Die Schweiz ist beim Strom stark vom Ausland abhängig.

KEYSTONE/Valentin Flauraud

Wenn die Schweiz jetzt nicht handelt, könnte sie künftig im Winter ein Problem mit der Stromversorgung bekommen. Davor warnt die Elcom, die eidgenössische Stromaufsichts- und Regulierungsbehörde. Grund dafür: Wenn die Atomkraftwerke dereinst abgestellt werden, ist das Land stärker als heute von Stromimporten abhängig. Doch diese sind nicht garantiert: Mit dem Abbruch der Verhandlungen um das Rahmenabkommen habe sich die Lage nochmals verschärft, sagt Werner Luginbühl, Elcom-Präsident und früherer Berner Ständerat. Denn mittelfristig werde es für die Schweiz kein Stromabkommen mit der EU geben.

Elcom-Präsident Werner Luginbühl fordert einen rascheren Ausbau der erneuerbaren Energien.

Elcom-Präsident Werner Luginbühl fordert einen rascheren Ausbau der erneuerbaren Energien.

Anthony Anex/Keystone

Für die Aufsichtsbehörde ist deshalb klar: Die Schweiz muss sich jetzt rasch Gedanken machen, wie sie die Produktion im eigenen Land schneller ausbauen kann; konkret: mehr Solar- und Windstrom sowie ein Ausbau der Wasserkraft. Zwar ist dies bereits im revidierten Stromversorgungs- sowie im Energiegesetz vorgesehen. – Die Vorlagen kommen demnächst ins Parlament. Doch die Elcom hält die dort festgehaltenen Ausbaupläne des Bundes für ungenügend. «Wir haben erhebliche Zweifel, ob die Ziele erreichbar sind», sagt Luginbühl. – Die Warnung der Elcom ist auch ein Aufruf ans Parlament, die bundesrätlichen Pläne zu verbessern. Sonst, so Luginbühl, werde die Schweiz in «nicht vertretbaren Mass» auf Importstrom angewiesen.

Die Nachbarländer haben selbst Importbedarf im Winter

Konkret geht die Elcom von mehr als 10 Terawattstunden Strom aus, die die Schweiz jeweils im Winterhalbjahr importieren müsste. Dies sei zwar unter normalen Bedingungen möglich. Das System müsse aber auch bei «unvorhergesehenen Stressfaktoren» funktionieren, so Luginbühl. Und da gibt es Zweifel: Im Winter 2016/17 habe man gesehen, dass die Situation angespannt sei, wenn die Exportbereitschaft der Nachbarländer eingeschränkt sei.

*VERFÜGBARE DATEN*.
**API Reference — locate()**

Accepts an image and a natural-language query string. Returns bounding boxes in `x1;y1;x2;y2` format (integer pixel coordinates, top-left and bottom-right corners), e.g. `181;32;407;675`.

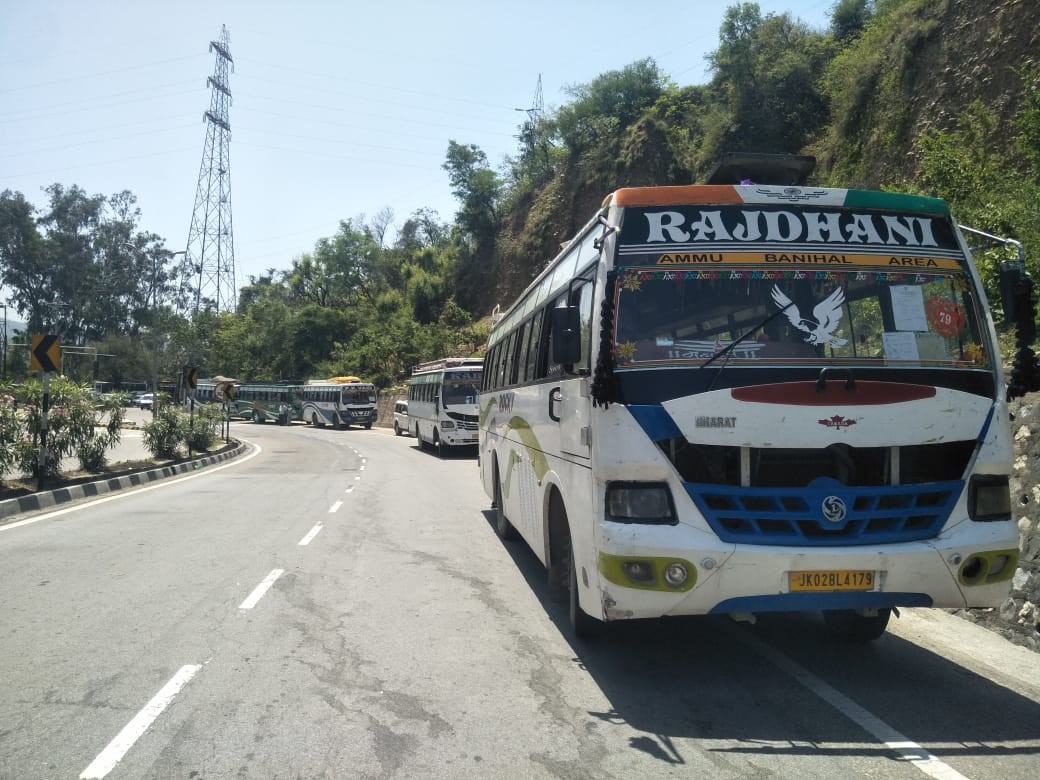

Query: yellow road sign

*GEFRAGT IST*.
Führe den Text über die Stromversorgung der Schweiz im Winter im gleichen Stil nach seinem letzten Satz fort.

*LÖSUNG DER AUFGABE*.
Die Elcom schliesst nicht aus, dass die Nachbarn künftig weniger Strom exportieren wollen. Denn der EU-Strommarkt verändert sich gerade grundsätzlich: Auch die Nachbarstaaten setzten stärker auf erneuerbare Energien. Wetterabhängige, unregelmässige Produktionsformen wie Wind und Sonnenenergie lösen die konstante lieferenden Gas-, Atom- oder Kohlekraftwerke ab. Nachbarländer rechnen deshalb damit, dass sie unter Umständen künftig im Winterhalbjahr selbst mehr Strom importieren müssen.

Die EU gesteht der Schweiz derzeit keine Vorteile zu

Gleichzeitig will die EU einen gemeinsamen Strommarkt von Estland bis Portugal aufbauen. Das gibt den einzelnen Ländern mehr Flexibilität: «Irgendwo scheint da immer die Sonne oder hat es Wind», sagt Luginbühl. Doch ob die Schweiz an diesem Markt teilhaben kann, ist ungewisser denn je. Bisher ging die Elcom davon aus, dass die Schweiz ein Stromabkommen mit der EU abschliessen könnte. Nun, mit dem Abbruch der Verhandlungen über ein Rahmenabkommen, ist dies dahin.

«Wir müssen uns deshalb gewisse grundlegende Gedanken zu unserer Selbstversorgungsfähigkeit machen.»

Zwar will die Schweiz mittels technischer Abkommen negative Auswirkungen auf das Stromnetz verhindern. Doch ob diese Abkommen zustande kommen, sei nicht gewiss. «Die EU achtet darauf, dass die Schweiz keine Vorteile erreichen kann.» Ohne diese Abkommen aber, so Luginbühl, könne der sichere Betrieb des Stromnetzes nicht gewährleistet werden: Denn ungeplante und kurzfristige Stromflüsse durch das Schweizer Netz würden zunehmen.

Könnte man nicht einfach die Atomkraftwerke länger laufen lassen?

Heute liefern die Schweizer Atomkraftwerke im Winterhalbjahr 14 der benötigten 32 Terawattstunden Strom. Grundsätzlich können die AKW so lange weiterlaufen, wie sie als sicher gelten; ein fixes Abschaltdatum für Beznau (Inbetriebnahme 1969) oder Gösgen (1974) gibt es nicht. Doch Luginbühl warnt:

«Je älter die AKW werden, desto grösser werden die Risiken, dass unvorhergesehene Abschaltungen notwendig werden.»

Zudem würden die Investitionen teurer. Auch deshalb müsse mit dem Ausbau der Erneuerbaren jetzt rasch vorwärts gemacht werden. Denn es dauere aufgrund von Beschwerdeverfahren bekanntlich «unglaublich lange», bis Staumauern erhöht oder Windräder gebaut werden können. Luginbühls Fazit: Wenn die Politik das Problem jetzt nicht angehe, «haben wir früher oder später ein Problem».